[[ Extracted material, beginning ]]
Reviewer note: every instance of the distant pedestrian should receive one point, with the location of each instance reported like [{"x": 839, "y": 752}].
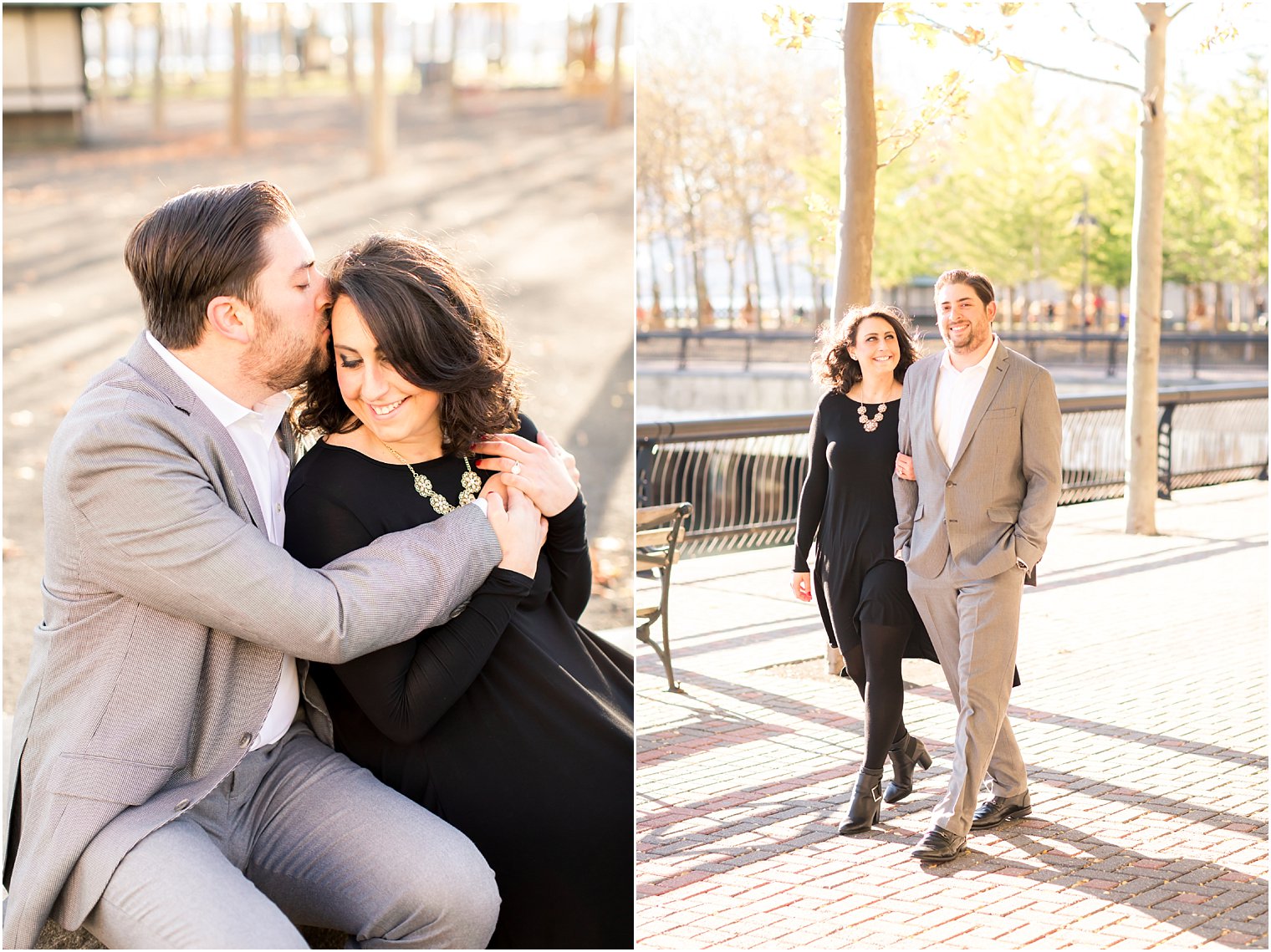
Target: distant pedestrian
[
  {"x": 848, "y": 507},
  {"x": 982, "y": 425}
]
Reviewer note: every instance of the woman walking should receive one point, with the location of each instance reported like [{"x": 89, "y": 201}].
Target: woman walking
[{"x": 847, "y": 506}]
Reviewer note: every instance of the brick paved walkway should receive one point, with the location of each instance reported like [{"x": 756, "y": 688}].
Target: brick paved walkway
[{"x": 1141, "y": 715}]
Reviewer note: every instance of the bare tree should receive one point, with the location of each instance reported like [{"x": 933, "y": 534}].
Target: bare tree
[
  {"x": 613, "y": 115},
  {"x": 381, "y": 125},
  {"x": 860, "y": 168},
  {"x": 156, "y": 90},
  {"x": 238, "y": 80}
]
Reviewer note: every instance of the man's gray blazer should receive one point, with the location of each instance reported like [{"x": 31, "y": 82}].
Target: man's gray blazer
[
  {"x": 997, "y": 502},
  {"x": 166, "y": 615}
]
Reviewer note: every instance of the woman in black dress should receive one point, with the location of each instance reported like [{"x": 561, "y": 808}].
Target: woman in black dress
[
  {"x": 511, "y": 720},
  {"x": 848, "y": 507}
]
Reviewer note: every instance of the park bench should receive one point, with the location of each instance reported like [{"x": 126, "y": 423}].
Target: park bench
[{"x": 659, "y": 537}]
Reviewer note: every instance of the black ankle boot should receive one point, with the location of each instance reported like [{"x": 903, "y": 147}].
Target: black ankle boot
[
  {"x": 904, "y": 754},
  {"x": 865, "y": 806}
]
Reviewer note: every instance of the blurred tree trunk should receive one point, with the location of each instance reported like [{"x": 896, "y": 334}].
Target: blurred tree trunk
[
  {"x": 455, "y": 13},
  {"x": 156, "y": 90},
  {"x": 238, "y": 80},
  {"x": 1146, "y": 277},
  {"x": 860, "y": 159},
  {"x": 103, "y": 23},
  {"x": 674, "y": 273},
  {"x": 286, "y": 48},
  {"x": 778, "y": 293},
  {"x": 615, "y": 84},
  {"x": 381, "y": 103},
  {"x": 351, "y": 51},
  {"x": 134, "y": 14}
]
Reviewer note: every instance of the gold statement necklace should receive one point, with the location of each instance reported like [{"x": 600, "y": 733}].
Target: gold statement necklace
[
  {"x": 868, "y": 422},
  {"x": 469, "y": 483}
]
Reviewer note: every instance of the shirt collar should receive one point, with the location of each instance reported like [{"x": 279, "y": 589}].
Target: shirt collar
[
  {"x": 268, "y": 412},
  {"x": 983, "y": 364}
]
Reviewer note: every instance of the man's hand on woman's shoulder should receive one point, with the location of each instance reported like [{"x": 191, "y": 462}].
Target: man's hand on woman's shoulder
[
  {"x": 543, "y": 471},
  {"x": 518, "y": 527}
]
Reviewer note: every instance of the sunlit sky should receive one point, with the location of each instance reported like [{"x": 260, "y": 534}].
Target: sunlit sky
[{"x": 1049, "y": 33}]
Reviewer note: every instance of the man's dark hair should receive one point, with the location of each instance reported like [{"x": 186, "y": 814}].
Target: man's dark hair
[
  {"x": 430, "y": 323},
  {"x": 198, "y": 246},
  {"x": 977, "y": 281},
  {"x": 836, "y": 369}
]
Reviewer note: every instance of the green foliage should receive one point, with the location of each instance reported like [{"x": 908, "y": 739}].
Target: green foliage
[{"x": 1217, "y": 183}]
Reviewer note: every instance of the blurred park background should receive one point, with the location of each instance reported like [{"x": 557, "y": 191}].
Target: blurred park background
[[ Extracted material, end ]]
### Exercise directions
In the preceding material, find each line holding the word "background" and copy it out.

### Written answer
Reviewer note: every instance of the blurred park background should receive one point, with the location of each instance reported like [{"x": 557, "y": 191}].
Target: blurred park background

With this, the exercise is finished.